Entries linking to sylviculture

"tillage, cultivation of large areas of land to provide food," mid-15c., original use is figurative (of God), from Late Latin agricultura "cultivation of the land," a contraction of agri cultura "cultivation of land," from agri, genitive of ager "a field" (from PIE root *agro- "field") + cultura "cultivation" (see culture (n.)).

It is attested from c. 1600 as "science or practice of farming the land." In Old English, the idea could be expressed by eorðtilþ, in Middle English by lond-tilling, husbonding.

mid-15c., "the tilling of land, act of preparing the earth for crops," from Latin cultura "a cultivating, agriculture," figuratively "care, culture, an honoring," from past-participle stem of colere "to tend, guard; to till, cultivate" (see colony).

The meaning "the cultivation or rearing of a crop, act of promoting growth in plants" (1620s) was transferred to fish, oysters, etc., by 1796, then to "production of bacteria or other microorganisms in a suitable environment" (1880), then to the product of such a culture (1884).

* * * * * * *

## THE PROBLEM
Echo the portion of the sylviculture entries between "It is attested" and "a culture (1884).", inclusive.

## DATA
* * * * * * *

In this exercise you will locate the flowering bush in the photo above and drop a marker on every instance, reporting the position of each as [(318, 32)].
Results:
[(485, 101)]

* * * * * * *

## OUTPUT OF THE EXERCISE
It is attested from c. 1600 as "science or practice of farming the land." In Old English, the idea could be expressed by eorðtilþ, in Middle English by lond-tilling, husbonding.

mid-15c., "the tilling of land, act of preparing the earth for crops," from Latin cultura "a cultivating, agriculture," figuratively "care, culture, an honoring," from past-participle stem of colere "to tend, guard; to till, cultivate" (see colony).

The meaning "the cultivation or rearing of a crop, act of promoting growth in plants" (1620s) was transferred to fish, oysters, etc., by 1796, then to "production of bacteria or other microorganisms in a suitable environment" (1880), then to the product of such a culture (1884).